_DOCUMENT EXTRACT_.
*** Block opens ***
Rugby ... the bite size version
I wonder if sevens rugby will ever overtake the fifteen-a-side game, especially with the success of rugby in the Commonwealth games and now has been admitted to the Olympics?
And will Malaysia be at a disadvantage as they do not operate with a full time, and completely separate, sevens squad?
In April 1989 a team mate passed me the ball.
This was a terrible mistake on several fronts but most especially for me as it was at the Hong Kong sevens tournament, it was live on TV, exhaustion had set in, and there were eighty metres to go.
You guessed it: I never made it!!
At that time, your honour, no doctor had diagnosed my asthma. That is my story and I am sticking to it.
Oh, but I grew up watching Waisele Serevi, Tomasi Cama, Eris Rush, and a host of others who could spring from one end of the pitch to the other with a hint of beauty about the way they played.
Seven-a-side rugby is perhaps the ultimate display of rugby, but, crucially, in bite-sized chunks.
If you look at many of the world's sports, from darts to snooker and from gridiron to lacrosse, a great deal is made of shorter versions of the game.
Somehow, when we can Google anything from a recipe to a quote and get the answer within ten seconds, our attention spans get used to handling things that don't last long.
But here we are, 2 weeks after the Commonwealth games and teams like Malaysia, India, Sri Lanka and other more lowly ranked countries have rubbed shoulders (dislocatted for some) with the Kiwis, the Samoans and the Aussies.
*** Block closes ***
_THINGS TO DO_.
1. In the sevens rugby text, at what tournament was the writer passed the ball in April 1989?
2. List every sport that the sevens rugby text names as an example of a sport that makes much of shorter versions of the game.
Answer from the sevens rugby text alone.

_DATASET EXTRACT_.
*** Block opens ***
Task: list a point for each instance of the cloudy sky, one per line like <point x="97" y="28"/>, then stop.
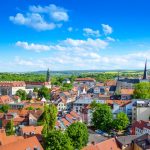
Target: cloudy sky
<point x="74" y="34"/>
*** Block closes ***
_ANSWERS TO THE EXERCISES_.
1. The Hong Kong sevens tournament.

2. Darts, snooker, gridiron, lacrosse